▶ **EXERCISE DETAILS**
Return, word for word, the lines of the data below from the line that contains "Can you find the suit" through the line that contains "pixel 113 38", including both of those lines.
— Begin RECORDS FOR PROCESSING —
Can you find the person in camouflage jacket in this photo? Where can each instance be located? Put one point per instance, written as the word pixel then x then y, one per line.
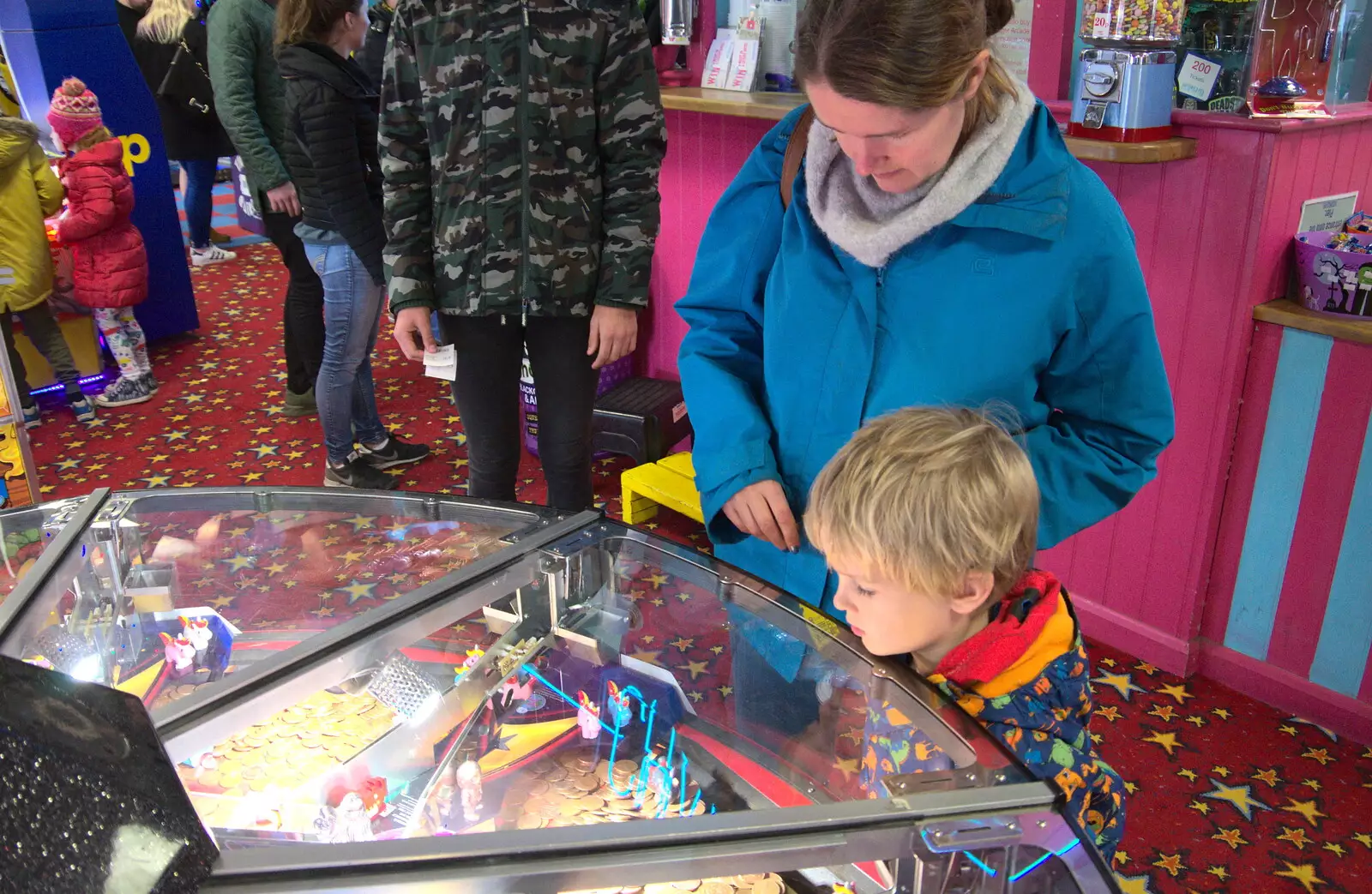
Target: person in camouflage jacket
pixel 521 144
— End RECORDS FOR PROCESSING —
— Begin RECORDS FOR PROCESSING —
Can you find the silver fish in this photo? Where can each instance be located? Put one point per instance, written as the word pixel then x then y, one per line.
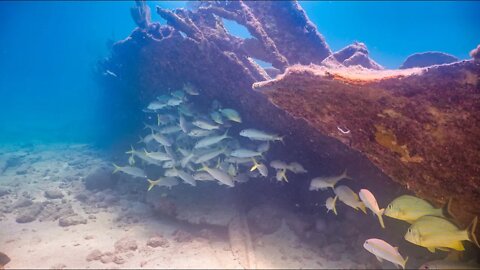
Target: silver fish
— End RECORDS FOR PROCESSING —
— Begin RECORDS FOR PROCESSING —
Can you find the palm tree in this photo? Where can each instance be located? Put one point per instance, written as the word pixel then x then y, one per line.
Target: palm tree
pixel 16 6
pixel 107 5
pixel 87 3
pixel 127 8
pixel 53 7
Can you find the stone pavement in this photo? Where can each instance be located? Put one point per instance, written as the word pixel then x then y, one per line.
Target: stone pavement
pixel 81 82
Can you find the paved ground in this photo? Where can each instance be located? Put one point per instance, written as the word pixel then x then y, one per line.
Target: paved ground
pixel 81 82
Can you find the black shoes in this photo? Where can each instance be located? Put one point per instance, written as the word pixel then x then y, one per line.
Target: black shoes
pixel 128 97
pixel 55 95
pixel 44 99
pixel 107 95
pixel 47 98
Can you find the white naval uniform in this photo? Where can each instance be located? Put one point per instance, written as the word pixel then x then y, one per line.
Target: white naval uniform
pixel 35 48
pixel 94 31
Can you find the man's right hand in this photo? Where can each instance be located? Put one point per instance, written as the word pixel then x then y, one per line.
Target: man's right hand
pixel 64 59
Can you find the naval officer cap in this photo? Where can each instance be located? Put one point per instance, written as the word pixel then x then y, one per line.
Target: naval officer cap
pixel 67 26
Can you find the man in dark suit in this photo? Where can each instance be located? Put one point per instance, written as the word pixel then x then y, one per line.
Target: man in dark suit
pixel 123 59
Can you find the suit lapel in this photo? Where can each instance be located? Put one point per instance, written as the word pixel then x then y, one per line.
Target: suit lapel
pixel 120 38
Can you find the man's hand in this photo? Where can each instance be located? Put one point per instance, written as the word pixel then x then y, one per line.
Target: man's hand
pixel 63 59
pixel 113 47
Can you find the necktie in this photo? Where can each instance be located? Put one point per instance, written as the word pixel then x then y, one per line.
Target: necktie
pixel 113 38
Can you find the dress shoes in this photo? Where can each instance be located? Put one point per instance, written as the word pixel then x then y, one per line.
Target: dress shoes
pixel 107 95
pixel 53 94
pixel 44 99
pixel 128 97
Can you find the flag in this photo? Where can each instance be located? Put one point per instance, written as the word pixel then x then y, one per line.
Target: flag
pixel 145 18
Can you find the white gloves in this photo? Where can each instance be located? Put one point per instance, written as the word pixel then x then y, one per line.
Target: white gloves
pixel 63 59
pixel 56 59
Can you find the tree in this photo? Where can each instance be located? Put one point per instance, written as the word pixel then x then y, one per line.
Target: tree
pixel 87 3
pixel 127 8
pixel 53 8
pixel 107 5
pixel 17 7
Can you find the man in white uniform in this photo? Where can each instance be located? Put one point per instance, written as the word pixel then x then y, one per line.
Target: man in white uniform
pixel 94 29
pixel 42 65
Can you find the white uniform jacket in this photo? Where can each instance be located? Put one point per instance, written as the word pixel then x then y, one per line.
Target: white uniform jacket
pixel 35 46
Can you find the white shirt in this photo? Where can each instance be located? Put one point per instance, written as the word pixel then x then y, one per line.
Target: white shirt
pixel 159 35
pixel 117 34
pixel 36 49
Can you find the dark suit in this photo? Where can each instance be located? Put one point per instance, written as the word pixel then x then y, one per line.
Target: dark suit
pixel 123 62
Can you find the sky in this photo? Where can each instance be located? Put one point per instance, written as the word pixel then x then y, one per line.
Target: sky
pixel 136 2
— End RECORDS FOR PROCESSING —
▶ **TASK ANSWER**
Can you find the suit lapel in this photo? Where can each instance be located? Put one point per instance, written as the word pixel then x then y, one per line.
Target: suit lapel
pixel 120 38
Can you find the man's hand in this photo? Where can each instance be located? Put one point per instance, written as the word pixel then x then y, one per line.
Target: man's hand
pixel 63 59
pixel 113 47
Can you find the necktie in this photo? Where can each instance be located? Put one point per instance, written as the word pixel then x then y, one per line.
Target: necktie
pixel 113 38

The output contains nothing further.